=== Objective ===
Go through the records underneath and write each one out again exactly.

-- Start Extracted entries --

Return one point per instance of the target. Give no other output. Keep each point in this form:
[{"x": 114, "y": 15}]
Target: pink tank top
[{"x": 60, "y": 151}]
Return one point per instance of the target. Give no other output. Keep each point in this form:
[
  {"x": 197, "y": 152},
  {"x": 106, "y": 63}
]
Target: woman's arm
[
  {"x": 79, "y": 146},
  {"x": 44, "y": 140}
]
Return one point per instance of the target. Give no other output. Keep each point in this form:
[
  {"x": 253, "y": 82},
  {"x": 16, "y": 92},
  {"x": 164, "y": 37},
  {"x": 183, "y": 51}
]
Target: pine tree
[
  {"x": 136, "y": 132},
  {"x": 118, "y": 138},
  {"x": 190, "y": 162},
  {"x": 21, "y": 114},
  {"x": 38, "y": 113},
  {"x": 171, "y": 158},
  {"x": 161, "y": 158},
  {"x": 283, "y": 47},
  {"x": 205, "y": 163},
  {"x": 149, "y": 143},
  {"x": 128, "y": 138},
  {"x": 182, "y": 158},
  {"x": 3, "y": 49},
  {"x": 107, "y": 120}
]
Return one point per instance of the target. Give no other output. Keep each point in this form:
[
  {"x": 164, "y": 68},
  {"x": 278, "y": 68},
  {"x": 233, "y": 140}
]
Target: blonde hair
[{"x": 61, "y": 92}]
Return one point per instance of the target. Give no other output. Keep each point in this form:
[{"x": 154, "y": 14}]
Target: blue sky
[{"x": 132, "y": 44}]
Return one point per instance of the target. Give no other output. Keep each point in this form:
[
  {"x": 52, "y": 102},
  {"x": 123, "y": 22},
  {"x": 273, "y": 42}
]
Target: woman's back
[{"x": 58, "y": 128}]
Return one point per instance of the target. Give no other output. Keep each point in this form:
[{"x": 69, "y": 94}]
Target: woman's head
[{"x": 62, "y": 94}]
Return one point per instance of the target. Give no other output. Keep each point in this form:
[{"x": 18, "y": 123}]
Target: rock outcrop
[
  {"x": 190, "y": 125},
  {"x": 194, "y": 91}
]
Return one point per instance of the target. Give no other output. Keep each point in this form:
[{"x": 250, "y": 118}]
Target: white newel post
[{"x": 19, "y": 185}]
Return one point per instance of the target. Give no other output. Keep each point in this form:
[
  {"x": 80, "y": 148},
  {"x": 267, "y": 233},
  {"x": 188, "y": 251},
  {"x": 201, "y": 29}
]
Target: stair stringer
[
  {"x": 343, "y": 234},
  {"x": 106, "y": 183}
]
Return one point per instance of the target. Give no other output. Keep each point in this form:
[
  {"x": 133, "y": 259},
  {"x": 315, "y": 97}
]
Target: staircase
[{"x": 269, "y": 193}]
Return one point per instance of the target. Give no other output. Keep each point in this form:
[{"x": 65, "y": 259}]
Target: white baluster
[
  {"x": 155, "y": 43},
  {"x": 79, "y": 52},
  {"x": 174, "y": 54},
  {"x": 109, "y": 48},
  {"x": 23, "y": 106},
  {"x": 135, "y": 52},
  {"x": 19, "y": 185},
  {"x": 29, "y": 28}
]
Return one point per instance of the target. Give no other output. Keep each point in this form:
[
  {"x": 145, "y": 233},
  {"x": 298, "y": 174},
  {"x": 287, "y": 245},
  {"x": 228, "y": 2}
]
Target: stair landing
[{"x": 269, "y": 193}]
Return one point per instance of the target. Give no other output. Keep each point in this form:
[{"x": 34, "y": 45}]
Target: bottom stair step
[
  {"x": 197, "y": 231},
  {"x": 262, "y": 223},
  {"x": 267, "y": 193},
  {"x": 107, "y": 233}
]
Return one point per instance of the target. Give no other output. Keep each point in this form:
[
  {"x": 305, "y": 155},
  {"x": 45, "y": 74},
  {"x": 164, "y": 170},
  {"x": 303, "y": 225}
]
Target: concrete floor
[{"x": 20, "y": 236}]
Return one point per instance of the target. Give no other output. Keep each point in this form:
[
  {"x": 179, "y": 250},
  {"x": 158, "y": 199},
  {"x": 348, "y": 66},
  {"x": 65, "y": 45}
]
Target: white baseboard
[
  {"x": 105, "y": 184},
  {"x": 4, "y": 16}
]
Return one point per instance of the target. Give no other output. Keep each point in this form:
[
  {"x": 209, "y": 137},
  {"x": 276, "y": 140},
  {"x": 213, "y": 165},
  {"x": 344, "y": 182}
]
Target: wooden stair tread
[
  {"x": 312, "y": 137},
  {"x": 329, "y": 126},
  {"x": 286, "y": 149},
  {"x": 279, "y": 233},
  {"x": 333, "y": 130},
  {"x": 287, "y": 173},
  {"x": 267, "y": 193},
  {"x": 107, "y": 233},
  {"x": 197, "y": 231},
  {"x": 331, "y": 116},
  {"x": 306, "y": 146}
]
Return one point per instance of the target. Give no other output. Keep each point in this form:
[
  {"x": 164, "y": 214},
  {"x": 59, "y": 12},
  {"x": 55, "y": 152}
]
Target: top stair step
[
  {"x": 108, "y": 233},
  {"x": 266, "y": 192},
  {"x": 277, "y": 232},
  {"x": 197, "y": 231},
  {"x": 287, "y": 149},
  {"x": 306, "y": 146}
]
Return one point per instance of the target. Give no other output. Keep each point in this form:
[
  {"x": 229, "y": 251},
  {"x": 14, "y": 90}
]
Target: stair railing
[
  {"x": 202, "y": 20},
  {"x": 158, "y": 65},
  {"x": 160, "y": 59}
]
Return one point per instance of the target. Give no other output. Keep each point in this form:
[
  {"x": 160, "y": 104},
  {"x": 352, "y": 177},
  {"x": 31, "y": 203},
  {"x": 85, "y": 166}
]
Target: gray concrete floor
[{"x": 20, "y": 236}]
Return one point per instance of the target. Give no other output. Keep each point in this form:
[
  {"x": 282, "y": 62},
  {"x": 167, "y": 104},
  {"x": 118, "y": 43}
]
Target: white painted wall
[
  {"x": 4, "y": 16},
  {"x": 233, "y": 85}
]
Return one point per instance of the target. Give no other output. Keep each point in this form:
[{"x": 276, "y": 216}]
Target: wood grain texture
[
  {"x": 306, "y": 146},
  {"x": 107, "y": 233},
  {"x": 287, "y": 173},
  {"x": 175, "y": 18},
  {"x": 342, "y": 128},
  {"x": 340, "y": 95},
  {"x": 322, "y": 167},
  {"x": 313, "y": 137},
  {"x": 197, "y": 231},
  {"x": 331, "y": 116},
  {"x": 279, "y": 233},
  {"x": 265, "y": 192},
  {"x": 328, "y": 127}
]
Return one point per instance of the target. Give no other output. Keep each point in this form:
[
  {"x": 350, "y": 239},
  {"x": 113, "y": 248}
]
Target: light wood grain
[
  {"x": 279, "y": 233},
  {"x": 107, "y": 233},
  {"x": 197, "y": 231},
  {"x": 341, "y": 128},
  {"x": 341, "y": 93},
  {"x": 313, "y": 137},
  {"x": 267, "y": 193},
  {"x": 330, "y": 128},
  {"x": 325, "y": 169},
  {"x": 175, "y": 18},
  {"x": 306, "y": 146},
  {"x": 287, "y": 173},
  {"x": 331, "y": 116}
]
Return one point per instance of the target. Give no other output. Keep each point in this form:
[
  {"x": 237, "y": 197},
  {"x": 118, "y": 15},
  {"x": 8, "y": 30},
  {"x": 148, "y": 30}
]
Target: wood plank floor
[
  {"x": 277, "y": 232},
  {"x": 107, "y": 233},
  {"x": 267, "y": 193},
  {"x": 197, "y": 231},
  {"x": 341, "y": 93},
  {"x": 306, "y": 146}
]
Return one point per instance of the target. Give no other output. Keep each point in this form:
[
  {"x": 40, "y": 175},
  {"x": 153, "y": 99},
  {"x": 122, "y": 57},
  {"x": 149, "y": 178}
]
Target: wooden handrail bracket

-- End Extracted entries --

=== Result of the task ===
Return one point per instance of the target. Give no other output. Keep each point in this form:
[{"x": 114, "y": 15}]
Target: pink tank top
[{"x": 60, "y": 151}]
Return one point per instance of the target. Give no other output. Keep each point in this form:
[
  {"x": 197, "y": 152},
  {"x": 106, "y": 63}
]
Target: woman's arm
[
  {"x": 79, "y": 146},
  {"x": 44, "y": 140}
]
Return one point per instance of the target. Give no other output. Keep each point in this form:
[
  {"x": 253, "y": 82},
  {"x": 16, "y": 92},
  {"x": 164, "y": 37},
  {"x": 183, "y": 51}
]
Target: pine tree
[
  {"x": 136, "y": 132},
  {"x": 118, "y": 138},
  {"x": 190, "y": 162},
  {"x": 21, "y": 114},
  {"x": 38, "y": 113},
  {"x": 171, "y": 158},
  {"x": 161, "y": 158},
  {"x": 283, "y": 47},
  {"x": 205, "y": 163},
  {"x": 149, "y": 143},
  {"x": 128, "y": 138},
  {"x": 182, "y": 158},
  {"x": 3, "y": 49},
  {"x": 107, "y": 120}
]
Return one point per instance of the target. Give no other output. Keep each point in this form:
[
  {"x": 164, "y": 68},
  {"x": 278, "y": 68},
  {"x": 233, "y": 140}
]
Target: blonde hair
[{"x": 61, "y": 92}]
Return one point per instance of the target. Give no other output. Keep each point in this form:
[{"x": 154, "y": 14}]
Target: blue sky
[{"x": 132, "y": 44}]
Return one point per instance of the target. Give no other output. Keep each point in this form:
[
  {"x": 52, "y": 102},
  {"x": 123, "y": 22},
  {"x": 273, "y": 42}
]
Target: woman's back
[{"x": 58, "y": 128}]
Return one point per instance of the target. Give no other output. Keep each point in this form:
[{"x": 69, "y": 94}]
Target: woman's head
[{"x": 62, "y": 94}]
Return one point per instance of the target. Give no other output. Keep each point in this form:
[{"x": 18, "y": 123}]
Target: rock outcrop
[
  {"x": 190, "y": 125},
  {"x": 194, "y": 91}
]
Return one point per instance of the target. Give no other output. Keep each point in this form:
[{"x": 250, "y": 118}]
Target: white newel post
[{"x": 19, "y": 185}]
Return one point per instance of the target. Give no other output. Keep each point in this form:
[
  {"x": 80, "y": 148},
  {"x": 267, "y": 233},
  {"x": 188, "y": 251},
  {"x": 201, "y": 29}
]
Target: stair stringer
[
  {"x": 343, "y": 234},
  {"x": 106, "y": 183}
]
Return one point per instance of the target. Give no other output. Keep each point in this form:
[
  {"x": 133, "y": 259},
  {"x": 315, "y": 97}
]
Target: staircase
[{"x": 269, "y": 193}]
Return one point per instance of the target. Give no other output. Keep each point in this form:
[{"x": 65, "y": 259}]
Target: white baluster
[
  {"x": 155, "y": 43},
  {"x": 79, "y": 52},
  {"x": 174, "y": 54},
  {"x": 109, "y": 48},
  {"x": 23, "y": 106},
  {"x": 135, "y": 52},
  {"x": 19, "y": 185},
  {"x": 29, "y": 28}
]
Return one point per instance of the target. Give no other output. Keep each point in this form:
[
  {"x": 145, "y": 233},
  {"x": 298, "y": 174},
  {"x": 287, "y": 245},
  {"x": 228, "y": 2}
]
Target: stair landing
[{"x": 269, "y": 193}]
Return one point per instance of the target. Give no other output. Keep each point in this form:
[{"x": 34, "y": 45}]
Target: bottom stair step
[
  {"x": 197, "y": 231},
  {"x": 262, "y": 223},
  {"x": 267, "y": 193},
  {"x": 107, "y": 233}
]
Return one point per instance of the target. Give no other output. Keep each point in this form:
[
  {"x": 305, "y": 155},
  {"x": 45, "y": 74},
  {"x": 164, "y": 170},
  {"x": 303, "y": 225}
]
Target: concrete floor
[{"x": 20, "y": 236}]
Return one point per instance of the target. Give no other output. Keep each point in this form:
[
  {"x": 179, "y": 250},
  {"x": 158, "y": 199},
  {"x": 348, "y": 66},
  {"x": 65, "y": 45}
]
Target: white baseboard
[
  {"x": 105, "y": 184},
  {"x": 4, "y": 16}
]
Return one point per instance of the target. Give no other output. Keep each point in this form:
[
  {"x": 209, "y": 137},
  {"x": 276, "y": 140},
  {"x": 213, "y": 165},
  {"x": 344, "y": 182}
]
Target: wooden stair tread
[
  {"x": 312, "y": 137},
  {"x": 329, "y": 126},
  {"x": 286, "y": 149},
  {"x": 279, "y": 233},
  {"x": 333, "y": 130},
  {"x": 287, "y": 173},
  {"x": 267, "y": 193},
  {"x": 107, "y": 233},
  {"x": 197, "y": 231},
  {"x": 331, "y": 116},
  {"x": 306, "y": 146}
]
Return one point per instance of the target. Give no other output. Keep each point in this form:
[
  {"x": 164, "y": 214},
  {"x": 59, "y": 12},
  {"x": 55, "y": 152}
]
Target: top stair step
[
  {"x": 108, "y": 233},
  {"x": 266, "y": 192},
  {"x": 277, "y": 232},
  {"x": 197, "y": 231},
  {"x": 287, "y": 149},
  {"x": 306, "y": 146}
]
Return one point per instance of the target. Give no other output. Keep each point in this form:
[
  {"x": 229, "y": 251},
  {"x": 14, "y": 90}
]
Target: stair railing
[
  {"x": 202, "y": 20},
  {"x": 158, "y": 65},
  {"x": 160, "y": 59}
]
Return one point per instance of the target. Give no other output. Keep each point in this form:
[
  {"x": 160, "y": 104},
  {"x": 352, "y": 177},
  {"x": 31, "y": 203},
  {"x": 85, "y": 166}
]
Target: gray concrete floor
[{"x": 20, "y": 236}]
Return one point per instance of the target. Give no other output. Keep each point in this form:
[
  {"x": 282, "y": 62},
  {"x": 167, "y": 104},
  {"x": 118, "y": 43}
]
Target: white painted wall
[
  {"x": 4, "y": 16},
  {"x": 233, "y": 85}
]
Return one point per instance of the target. Give no other output. Keep each point in this form:
[{"x": 276, "y": 216}]
Target: wood grain texture
[
  {"x": 306, "y": 146},
  {"x": 107, "y": 233},
  {"x": 287, "y": 173},
  {"x": 175, "y": 18},
  {"x": 342, "y": 128},
  {"x": 340, "y": 95},
  {"x": 322, "y": 167},
  {"x": 313, "y": 137},
  {"x": 197, "y": 231},
  {"x": 331, "y": 116},
  {"x": 279, "y": 233},
  {"x": 265, "y": 192},
  {"x": 328, "y": 127}
]
Return one point per instance of the target. Give no other output. Keep each point in this form:
[
  {"x": 350, "y": 239},
  {"x": 113, "y": 248}
]
Target: light wood grain
[
  {"x": 279, "y": 233},
  {"x": 107, "y": 233},
  {"x": 197, "y": 231},
  {"x": 341, "y": 128},
  {"x": 341, "y": 93},
  {"x": 313, "y": 137},
  {"x": 267, "y": 193},
  {"x": 330, "y": 128},
  {"x": 325, "y": 169},
  {"x": 175, "y": 18},
  {"x": 306, "y": 146},
  {"x": 287, "y": 173},
  {"x": 331, "y": 116}
]
Return one point per instance of the target. Give no other output. Keep each point in this form:
[
  {"x": 237, "y": 197},
  {"x": 118, "y": 15},
  {"x": 8, "y": 30},
  {"x": 148, "y": 30}
]
Target: wood plank floor
[
  {"x": 277, "y": 232},
  {"x": 107, "y": 233},
  {"x": 267, "y": 193},
  {"x": 197, "y": 231},
  {"x": 341, "y": 93},
  {"x": 306, "y": 146}
]
Return one point per instance of the target. Give no other output. Keep each point in this form:
[
  {"x": 40, "y": 175},
  {"x": 153, "y": 99},
  {"x": 122, "y": 57},
  {"x": 149, "y": 178}
]
Target: wooden handrail bracket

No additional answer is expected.